AIM OF THE EXERCISE:
Reproduce the entries word for word but drop every picture.

[Region pointing data]

#####

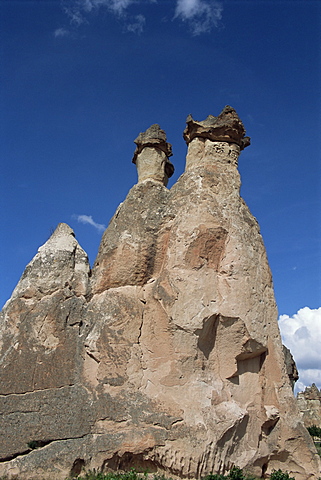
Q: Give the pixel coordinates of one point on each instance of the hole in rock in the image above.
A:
(78, 465)
(207, 335)
(130, 460)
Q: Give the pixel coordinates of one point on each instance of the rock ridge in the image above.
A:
(167, 355)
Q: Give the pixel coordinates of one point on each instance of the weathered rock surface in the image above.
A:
(290, 366)
(309, 403)
(168, 355)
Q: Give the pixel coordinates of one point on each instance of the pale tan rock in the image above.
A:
(152, 156)
(309, 403)
(178, 359)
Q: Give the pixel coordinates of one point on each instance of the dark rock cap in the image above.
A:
(227, 127)
(153, 137)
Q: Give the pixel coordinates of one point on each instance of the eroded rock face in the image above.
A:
(175, 357)
(309, 403)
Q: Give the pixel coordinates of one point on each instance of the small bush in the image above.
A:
(236, 474)
(279, 475)
(314, 431)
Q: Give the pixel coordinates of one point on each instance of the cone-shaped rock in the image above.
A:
(178, 360)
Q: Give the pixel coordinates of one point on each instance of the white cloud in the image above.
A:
(137, 25)
(88, 219)
(302, 335)
(202, 15)
(61, 32)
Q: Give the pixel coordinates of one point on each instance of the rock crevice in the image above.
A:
(167, 355)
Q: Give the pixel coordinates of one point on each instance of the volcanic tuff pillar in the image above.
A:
(174, 361)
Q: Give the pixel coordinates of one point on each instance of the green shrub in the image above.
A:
(279, 475)
(235, 474)
(215, 476)
(314, 431)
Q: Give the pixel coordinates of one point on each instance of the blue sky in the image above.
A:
(81, 79)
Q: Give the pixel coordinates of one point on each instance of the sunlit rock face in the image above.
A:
(309, 403)
(167, 356)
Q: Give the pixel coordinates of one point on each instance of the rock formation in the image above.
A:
(309, 403)
(290, 366)
(167, 356)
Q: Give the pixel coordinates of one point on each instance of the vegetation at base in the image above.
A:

#####

ANSWER TO THE PROBLEM:
Q: Give the pixel coordinates of one point on each instance of the hole in rock in the image above.
A:
(78, 465)
(207, 335)
(130, 460)
Q: Give the pixel coordinates of one point on each instance of the rock ridge in the image above.
A:
(167, 355)
Q: Give the pixel coordinates of one point on each instance of the weathered rock surface in the image above.
A:
(290, 366)
(309, 403)
(168, 355)
Q: Give the pixel coordinates of one point on each instance of the pale tan rock in the image above.
A:
(152, 156)
(309, 403)
(178, 359)
Q: Give the pixel coordinates of one point on each instance of the dark rock cap in the image above.
A:
(227, 127)
(153, 137)
Q: Give the pixel coordinates of one point on each instance of the eroded rock face in the image above.
A:
(175, 357)
(309, 403)
Q: Give the pixel coordinates of one point on each instance of the small bush in the image above.
A:
(236, 474)
(279, 475)
(314, 431)
Q: Give the pixel coordinates of one point on each instance of the cone-shaped rock in the image above.
A:
(178, 360)
Q: Give the pixel coordinates of one point on each instance of the white cloud in the image above.
A:
(137, 25)
(88, 219)
(302, 335)
(202, 15)
(61, 32)
Q: Give the pixel coordinates of one point on each instance of the rock crevice in the image above.
A:
(167, 355)
Q: Give the pixel coordinates of one point on each instance of the volcanic tuff pillar in the image above.
A:
(174, 361)
Q: Give the pixel coordinates of one point on each instance of the green shrub in the image above.
A:
(279, 475)
(235, 474)
(215, 476)
(314, 431)
Q: Give the pixel coordinates of one point on each instance of the blue sky in the image above.
A:
(81, 79)
Q: Give the pixel coordinates of one point on each instance of the sunlit rock face in the image above.
A:
(309, 403)
(167, 356)
Q: Give the pixel coordinates of one point on each instance of the rock formation in the image above.
A:
(309, 403)
(290, 366)
(167, 356)
Q: Give the pixel coordinates of one point on each instance of the vegetation at base in the image above.
A:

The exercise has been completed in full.